▶ **DATASET**:
-=-=-=-=-

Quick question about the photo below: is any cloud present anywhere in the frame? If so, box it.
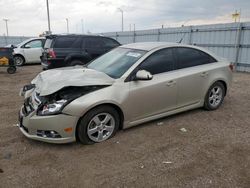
[0,0,250,36]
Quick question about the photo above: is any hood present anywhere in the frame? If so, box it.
[31,66,115,96]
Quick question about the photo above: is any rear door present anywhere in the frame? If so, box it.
[129,48,178,121]
[83,37,106,59]
[22,39,43,63]
[53,36,82,60]
[174,47,216,107]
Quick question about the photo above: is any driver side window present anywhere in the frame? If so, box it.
[140,48,174,75]
[24,40,42,48]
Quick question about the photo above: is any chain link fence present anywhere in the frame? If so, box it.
[101,22,250,72]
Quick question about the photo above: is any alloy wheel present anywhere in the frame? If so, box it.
[87,113,115,142]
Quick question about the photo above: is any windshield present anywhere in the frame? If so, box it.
[87,47,146,78]
[43,38,52,49]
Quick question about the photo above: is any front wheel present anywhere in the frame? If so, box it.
[14,55,25,66]
[204,82,226,110]
[77,106,120,144]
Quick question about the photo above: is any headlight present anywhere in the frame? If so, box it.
[38,99,67,115]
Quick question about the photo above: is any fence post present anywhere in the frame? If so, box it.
[115,32,118,40]
[133,30,136,43]
[234,23,242,71]
[188,26,193,45]
[157,29,161,42]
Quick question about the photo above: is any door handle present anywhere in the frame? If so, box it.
[166,80,176,86]
[201,72,208,77]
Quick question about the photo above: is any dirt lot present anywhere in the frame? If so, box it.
[0,65,250,187]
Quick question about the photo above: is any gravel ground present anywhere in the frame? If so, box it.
[0,65,250,187]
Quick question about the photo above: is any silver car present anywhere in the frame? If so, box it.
[19,42,233,144]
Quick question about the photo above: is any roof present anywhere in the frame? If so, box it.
[121,42,221,59]
[121,42,180,51]
[46,33,106,38]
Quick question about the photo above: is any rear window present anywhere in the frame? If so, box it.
[102,38,120,48]
[44,39,52,49]
[53,37,81,48]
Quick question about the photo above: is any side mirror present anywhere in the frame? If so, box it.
[24,45,31,48]
[135,70,153,80]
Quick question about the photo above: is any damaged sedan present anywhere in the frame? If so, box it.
[19,42,233,144]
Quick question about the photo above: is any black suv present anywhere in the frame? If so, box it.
[41,34,120,70]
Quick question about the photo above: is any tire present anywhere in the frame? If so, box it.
[204,82,226,110]
[14,55,25,66]
[7,67,16,74]
[69,60,85,66]
[76,106,120,144]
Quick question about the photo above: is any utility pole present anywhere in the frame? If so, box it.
[46,0,51,34]
[232,10,240,23]
[66,18,69,33]
[118,8,123,32]
[3,18,9,37]
[81,19,84,34]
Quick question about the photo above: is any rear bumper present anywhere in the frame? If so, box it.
[19,107,78,144]
[41,58,66,70]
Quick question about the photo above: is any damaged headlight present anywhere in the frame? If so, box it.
[37,86,107,116]
[38,99,68,115]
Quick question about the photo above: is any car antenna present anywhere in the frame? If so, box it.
[178,32,186,43]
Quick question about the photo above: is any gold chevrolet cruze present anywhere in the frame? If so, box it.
[19,42,233,144]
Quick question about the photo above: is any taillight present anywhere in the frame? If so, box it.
[229,63,234,71]
[48,49,56,58]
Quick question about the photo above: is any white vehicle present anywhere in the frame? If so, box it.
[14,37,45,66]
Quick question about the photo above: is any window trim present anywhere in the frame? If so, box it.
[21,39,43,49]
[124,46,177,82]
[173,46,218,70]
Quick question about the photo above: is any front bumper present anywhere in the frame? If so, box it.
[19,107,78,144]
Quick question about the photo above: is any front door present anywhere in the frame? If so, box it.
[126,48,178,121]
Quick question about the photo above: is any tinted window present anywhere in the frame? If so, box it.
[85,37,103,49]
[176,48,216,69]
[88,48,146,78]
[102,38,120,48]
[24,40,42,48]
[54,37,81,48]
[140,49,174,74]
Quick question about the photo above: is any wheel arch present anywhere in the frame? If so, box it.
[13,53,26,63]
[209,79,228,96]
[75,103,124,140]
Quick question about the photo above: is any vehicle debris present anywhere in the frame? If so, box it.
[3,153,12,159]
[162,161,173,164]
[157,122,164,125]
[180,127,187,133]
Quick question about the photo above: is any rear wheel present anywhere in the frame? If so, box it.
[14,55,25,66]
[7,67,16,74]
[77,106,120,144]
[204,82,226,110]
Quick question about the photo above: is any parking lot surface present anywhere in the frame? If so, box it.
[0,65,250,187]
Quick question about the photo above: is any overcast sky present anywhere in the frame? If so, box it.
[0,0,250,36]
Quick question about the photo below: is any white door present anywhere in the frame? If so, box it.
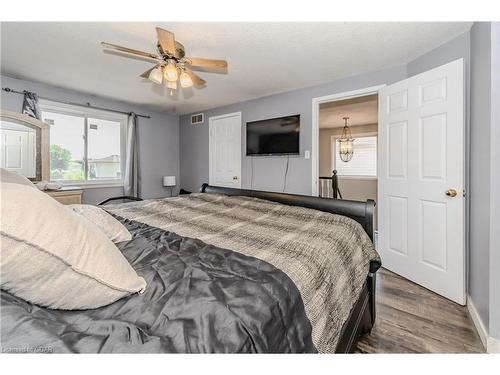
[209,112,241,188]
[0,129,36,177]
[378,59,465,305]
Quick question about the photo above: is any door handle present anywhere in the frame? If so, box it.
[445,189,457,198]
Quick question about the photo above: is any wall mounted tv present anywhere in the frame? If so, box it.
[247,115,300,156]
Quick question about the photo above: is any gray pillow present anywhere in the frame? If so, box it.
[0,183,146,310]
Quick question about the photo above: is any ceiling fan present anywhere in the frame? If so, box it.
[101,27,227,96]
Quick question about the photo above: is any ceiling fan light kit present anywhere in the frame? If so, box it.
[179,71,193,89]
[101,27,227,96]
[163,60,179,82]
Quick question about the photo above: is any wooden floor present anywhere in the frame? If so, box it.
[357,269,484,353]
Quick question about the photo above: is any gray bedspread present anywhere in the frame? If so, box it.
[1,219,316,353]
[106,193,379,353]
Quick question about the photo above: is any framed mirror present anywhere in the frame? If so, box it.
[0,110,50,181]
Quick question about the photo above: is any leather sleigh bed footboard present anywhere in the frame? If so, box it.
[200,184,381,353]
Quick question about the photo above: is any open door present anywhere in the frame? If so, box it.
[378,59,465,305]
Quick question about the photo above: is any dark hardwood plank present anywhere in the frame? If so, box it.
[357,269,484,353]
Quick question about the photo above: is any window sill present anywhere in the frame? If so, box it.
[61,181,123,190]
[337,174,377,181]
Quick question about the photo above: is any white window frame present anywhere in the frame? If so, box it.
[330,132,378,180]
[39,99,128,188]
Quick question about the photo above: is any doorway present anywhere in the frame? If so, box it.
[312,59,466,305]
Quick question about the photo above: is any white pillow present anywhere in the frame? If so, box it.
[66,204,132,242]
[0,168,36,188]
[0,183,146,310]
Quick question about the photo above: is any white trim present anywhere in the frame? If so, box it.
[467,295,500,354]
[208,112,243,189]
[311,83,387,196]
[467,295,488,348]
[208,112,241,122]
[487,336,500,354]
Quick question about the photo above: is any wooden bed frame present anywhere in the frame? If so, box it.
[99,184,381,353]
[200,184,381,353]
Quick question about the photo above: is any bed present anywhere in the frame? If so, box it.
[1,184,380,353]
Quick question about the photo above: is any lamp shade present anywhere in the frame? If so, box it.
[163,176,175,186]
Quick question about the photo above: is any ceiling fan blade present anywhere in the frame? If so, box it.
[184,68,207,87]
[101,42,161,60]
[141,64,160,78]
[185,57,227,70]
[156,27,176,56]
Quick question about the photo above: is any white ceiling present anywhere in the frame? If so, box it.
[319,95,378,129]
[1,22,471,114]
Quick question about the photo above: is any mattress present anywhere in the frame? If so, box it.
[106,193,380,353]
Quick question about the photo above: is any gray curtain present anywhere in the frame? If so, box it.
[123,113,141,197]
[22,91,42,120]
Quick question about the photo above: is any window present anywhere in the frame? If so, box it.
[332,135,377,177]
[40,101,126,184]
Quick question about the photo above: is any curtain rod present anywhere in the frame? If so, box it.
[2,87,151,118]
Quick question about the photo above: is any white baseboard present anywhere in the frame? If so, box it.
[467,296,500,353]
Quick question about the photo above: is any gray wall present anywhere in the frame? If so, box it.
[180,28,500,337]
[180,66,406,194]
[408,22,500,338]
[469,22,491,328]
[489,22,500,339]
[0,76,179,203]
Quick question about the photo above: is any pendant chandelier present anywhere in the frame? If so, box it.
[339,117,354,163]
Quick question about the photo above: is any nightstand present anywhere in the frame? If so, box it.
[44,186,83,204]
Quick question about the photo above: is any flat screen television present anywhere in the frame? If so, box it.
[247,115,300,156]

-=-=-=-=-

▶ **TASK DETAILS**: Replace "utility pole" with "telephone pole" in everything from the line containing "Quick question about the photo above: is any damaged sedan" down to the line containing "[178,32,186,43]". Return only those lines, with nothing else altered.

▶ **TASK ANSWER**:
Quick question about the photo above: is any damaged sedan present anywhere in the frame? If so, box it.
[19,42,233,144]
Quick question about the photo above: is any black suv present anywhere in the frame? If so, box it.
[41,34,120,70]
Quick question about the photo above: is any tire present anywhere in the frame? If so, box it.
[204,82,226,110]
[14,55,25,66]
[7,67,16,74]
[69,60,85,66]
[76,106,120,144]
Quick question about the photo above: is any telephone pole present anywhere in the frame? If so, box it.
[46,0,51,34]
[232,10,240,23]
[66,18,69,33]
[118,8,123,32]
[3,18,9,37]
[81,19,84,34]
Quick question about the photo above: is any rear bumper present anywhere in the frame? If so, box it.
[19,107,78,144]
[41,58,66,70]
Quick question about the photo above: is any damaged headlight present anywhere in the frame? If so, box it.
[37,86,107,116]
[38,99,68,115]
Quick question about the photo above: is any car antenna present anywhere in the frame? If so, box it.
[178,32,186,43]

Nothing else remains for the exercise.